* **Exercise 1**:
Answer these questions from the account of recovering from a brain stroke:
(a) How much longer did the writer stay in the hospital?
(b) What name does Depression use to greet the writer?
(c) Who stayed in the room and held the writer's hands?
* **Exercise 2**:
For each statement, say whether it agrees with the account of recovering from a brain stroke, and quote the words that decide it:
(a) Wayne wanted to take the writer home.
(b) Wayne and Flora cried and left the room.
(c) After moving to another ward, the writer remembered both faces and names.

* **Extract provided**:
================
Eventually, when I was moved to another ward, I began to remember the faces but no names and the worst thing was that I could not talk, more like baby talk. The doctors thought I could go home in a few days, but Wayne told them that he doesn't want to take me home because he knew that something worse had happened. The doctors thought I would be able to speak soon and remember things. But Wayne was also afraid that perhaps I might try to kill myself, since many people who have brain strokes want to die, so I had to stay in the hospital for another three weeks.
And depression came to visit me. "Hello, Bil, my name is Depression and you will be my friend for the rest of your life."
It is very important to all brain injury patients to learn about that. You can do one of two things; welcome to the depression and become a vegetable or say good bye to the depression and learn to laugh again. I had been feeling terrible because I couldn't talk and tried to say things but made no sense and I was angry and started shouting and I wanted to cry. Wayne and my sister Flora started to cry and left the room, and Randy just stayed there and held my hands and tried to tell me what my problem was. At that moment, feeling so sad for them, I told myself that I WILL NOT MAKE THEM GET DEPRESSED, AND I WILL MAKE THEM LAUGH!
Well, guess God was listening to me, because since I tried to make people laugh and they did, I wrote this on my mind, "Forget depression and learn to laugh.
================
* **Data shown**:

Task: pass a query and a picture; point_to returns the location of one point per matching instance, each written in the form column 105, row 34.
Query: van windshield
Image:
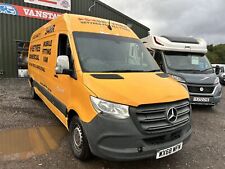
================
* **Answer section 1**:
(a) Another three weeks.
(b) Bil.
(c) Randy.

* **Answer section 2**:
(a) No: "he doesn't want to take me home"
(b) Yes: "Wayne and my sister Flora started to cry and left the room"
(c) No: "I began to remember the faces but no names"